#### GIVEN REQUEST
Transcribe the listing below word for word.

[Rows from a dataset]
-*-

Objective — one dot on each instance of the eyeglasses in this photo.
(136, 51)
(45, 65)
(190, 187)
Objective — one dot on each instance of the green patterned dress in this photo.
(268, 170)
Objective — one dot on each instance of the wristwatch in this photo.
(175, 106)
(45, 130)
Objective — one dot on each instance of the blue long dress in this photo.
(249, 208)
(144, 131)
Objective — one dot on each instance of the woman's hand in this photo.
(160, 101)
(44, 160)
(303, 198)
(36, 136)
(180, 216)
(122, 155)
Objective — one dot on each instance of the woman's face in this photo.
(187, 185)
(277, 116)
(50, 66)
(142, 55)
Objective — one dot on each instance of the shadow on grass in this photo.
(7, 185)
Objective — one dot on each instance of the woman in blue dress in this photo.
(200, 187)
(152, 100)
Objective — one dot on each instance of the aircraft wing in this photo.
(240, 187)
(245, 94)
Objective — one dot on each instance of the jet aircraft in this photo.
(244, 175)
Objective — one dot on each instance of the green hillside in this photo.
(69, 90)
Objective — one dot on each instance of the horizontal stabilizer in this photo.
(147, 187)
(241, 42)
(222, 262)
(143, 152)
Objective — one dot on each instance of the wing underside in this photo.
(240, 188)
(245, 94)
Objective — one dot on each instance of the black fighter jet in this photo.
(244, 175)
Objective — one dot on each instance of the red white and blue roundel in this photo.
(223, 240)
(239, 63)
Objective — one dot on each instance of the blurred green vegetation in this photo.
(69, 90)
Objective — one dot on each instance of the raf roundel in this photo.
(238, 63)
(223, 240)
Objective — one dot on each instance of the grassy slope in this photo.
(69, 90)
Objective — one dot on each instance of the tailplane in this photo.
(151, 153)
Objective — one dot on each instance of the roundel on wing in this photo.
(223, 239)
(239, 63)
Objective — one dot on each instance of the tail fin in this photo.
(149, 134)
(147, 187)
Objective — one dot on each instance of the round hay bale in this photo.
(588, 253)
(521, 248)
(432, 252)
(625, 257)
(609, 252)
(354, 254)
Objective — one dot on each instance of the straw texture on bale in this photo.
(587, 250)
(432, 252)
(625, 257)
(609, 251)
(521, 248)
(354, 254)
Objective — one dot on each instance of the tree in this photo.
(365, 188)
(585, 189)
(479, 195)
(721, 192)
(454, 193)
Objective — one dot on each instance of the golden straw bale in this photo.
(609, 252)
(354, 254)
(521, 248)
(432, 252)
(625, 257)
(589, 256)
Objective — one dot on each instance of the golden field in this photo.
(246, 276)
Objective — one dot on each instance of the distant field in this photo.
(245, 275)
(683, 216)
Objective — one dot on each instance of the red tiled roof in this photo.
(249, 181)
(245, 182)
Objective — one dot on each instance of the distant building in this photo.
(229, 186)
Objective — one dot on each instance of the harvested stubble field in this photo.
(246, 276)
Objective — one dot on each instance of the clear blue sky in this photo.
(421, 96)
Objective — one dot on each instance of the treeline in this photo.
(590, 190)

-*-

#### RESPONSE
Objective — one dot on each instance of the eyeglasses in this photo.
(136, 51)
(45, 65)
(190, 187)
Objective — one dot on each instance of the green patterned dress in this photo.
(268, 170)
Objective — one dot on each instance of the wristwatch in this photo.
(175, 106)
(45, 130)
Objective — one dot on each instance of the blue long dress in this photo.
(249, 208)
(144, 131)
Objective — one dot on each instance of the woman's hand in this photo.
(160, 101)
(44, 160)
(303, 198)
(36, 136)
(180, 216)
(122, 155)
Objective — one dot on each instance of the woman's face in this photo.
(187, 185)
(277, 116)
(50, 66)
(142, 55)
Objective — one dot on each instance of the shadow on grass in this photo.
(7, 185)
Objective — one dot on each instance of the woman in blue dress in this photo.
(200, 187)
(152, 100)
Objective — one dot on each instance of the aircraft wing in this photo.
(240, 187)
(245, 94)
Objective — one dot on each instance of the jet aircraft in this photo.
(244, 175)
Objective — one dot on each instance of the green hillside in this photo.
(69, 90)
Objective — one dot on each instance of the horizontal stabilizer in this photo.
(147, 187)
(241, 42)
(222, 262)
(143, 152)
Objective — one dot on each instance of the wing underside in this photo.
(240, 188)
(245, 94)
Objective — one dot on each instance of the black fighter jet in this photo.
(244, 175)
Objective — one dot on each instance of the red white and blue roundel in this photo.
(223, 240)
(239, 63)
Objective — one dot on each instance of the blurred green vegetation in this photo.
(69, 90)
Objective — one dot on each instance of the raf roundel in this photo.
(238, 63)
(223, 240)
Objective — one dot on each instance of the grassy slope in this photo.
(69, 90)
Objective — one dot on each instance of the tailplane in this photo.
(151, 153)
Objective — one dot on each instance of the roundel on wing in this photo.
(223, 239)
(239, 63)
Objective — one dot on each instance of the tail fin in this photo.
(149, 134)
(147, 187)
Objective — one dot on each instance of the round hay bale in this photo.
(588, 253)
(521, 248)
(432, 252)
(625, 257)
(609, 252)
(354, 254)
Objective — one dot on each instance of the straw texture on bale in this photo.
(587, 250)
(432, 252)
(625, 257)
(609, 251)
(521, 248)
(354, 254)
Objective — one dot on each instance of the tree in this photo.
(365, 188)
(585, 189)
(479, 195)
(721, 192)
(454, 193)
Objective — one dot on each instance of the golden straw bale in this photo.
(609, 252)
(354, 254)
(521, 248)
(432, 252)
(625, 257)
(589, 256)
Objective — one dot on each instance of the golden field in this photo.
(246, 276)
Objective — one dot on each instance of the distant field in this photo.
(245, 275)
(683, 216)
Objective — one dot on each instance of the red tiled roof in this photo.
(249, 181)
(245, 182)
Objective — one dot on each instance of the distant building in this photo.
(229, 186)
Objective — one dot on each instance of the harvested stubble field in this photo.
(246, 276)
Objective — one dot on each instance of the clear blue sky in this photo.
(421, 96)
Objective — one dot on each instance of the treeline in this photo.
(590, 190)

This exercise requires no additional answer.